Relationships anchor people’s commitment to an organization, its brand and its purpose. Without meaningful connections to people, organizations can seem anonymous. Because of this, mobility, alternative work strategies and telepresence across geographies must be intentionally crafted so that employees don’t lose their sense of belonging.

“Mobility can be positive because you’re giving people flexibility, and videoconferencing is fast becoming a fact of everyday work, especially for global teams. But it’s important to ensure that people have meaningful connections to others and understand that, wherever they are, they are valued in the organization. Employees need to know they are integral participants in something larger than themselves and others in the organization care about them,” says Beatriz Arantes, a Steelcase WorkSpace Futures researcher.

● REQUIRED TASKS
a. According to the passage on workplace relationships, what must be intentionally crafted so that employees don't lose their sense of belonging?
b. Repeat the passage on workplace relationships from "Relationships anchor people’s" to "sense of belonging.", word for word.

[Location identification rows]
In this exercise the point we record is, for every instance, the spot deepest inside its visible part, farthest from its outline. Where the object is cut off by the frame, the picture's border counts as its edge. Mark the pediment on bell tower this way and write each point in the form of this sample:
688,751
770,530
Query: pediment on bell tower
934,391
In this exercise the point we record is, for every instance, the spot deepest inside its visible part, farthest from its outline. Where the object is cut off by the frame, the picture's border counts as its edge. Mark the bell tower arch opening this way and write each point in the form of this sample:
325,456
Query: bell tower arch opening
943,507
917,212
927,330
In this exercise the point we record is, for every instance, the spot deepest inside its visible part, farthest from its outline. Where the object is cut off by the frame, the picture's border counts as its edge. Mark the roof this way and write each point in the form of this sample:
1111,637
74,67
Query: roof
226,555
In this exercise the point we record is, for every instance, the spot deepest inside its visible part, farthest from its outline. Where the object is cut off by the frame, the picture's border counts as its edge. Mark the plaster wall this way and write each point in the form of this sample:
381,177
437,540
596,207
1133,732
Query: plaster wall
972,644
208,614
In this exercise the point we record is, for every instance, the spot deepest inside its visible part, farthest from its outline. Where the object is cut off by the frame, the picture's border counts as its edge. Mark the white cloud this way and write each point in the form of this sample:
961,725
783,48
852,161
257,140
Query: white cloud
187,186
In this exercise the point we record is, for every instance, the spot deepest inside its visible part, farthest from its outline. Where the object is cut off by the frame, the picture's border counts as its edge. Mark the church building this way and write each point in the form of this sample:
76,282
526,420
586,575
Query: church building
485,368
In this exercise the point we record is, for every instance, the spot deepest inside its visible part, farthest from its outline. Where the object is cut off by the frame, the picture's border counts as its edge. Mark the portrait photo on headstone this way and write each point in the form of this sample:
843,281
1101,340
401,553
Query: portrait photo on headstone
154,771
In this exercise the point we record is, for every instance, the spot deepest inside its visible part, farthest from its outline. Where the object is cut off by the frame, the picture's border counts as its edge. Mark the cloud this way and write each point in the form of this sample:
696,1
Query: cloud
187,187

● FULL SOLUTIONS
a. Mobility, alternative work strategies and telepresence across geographies.

b.
Relationships anchor people’s commitment to an organization, its brand and its purpose. Without meaningful connections to people, organizations can seem anonymous. Because of this, mobility, alternative work strategies and telepresence across geographies must be intentionally crafted so that employees don’t lose their sense of belonging.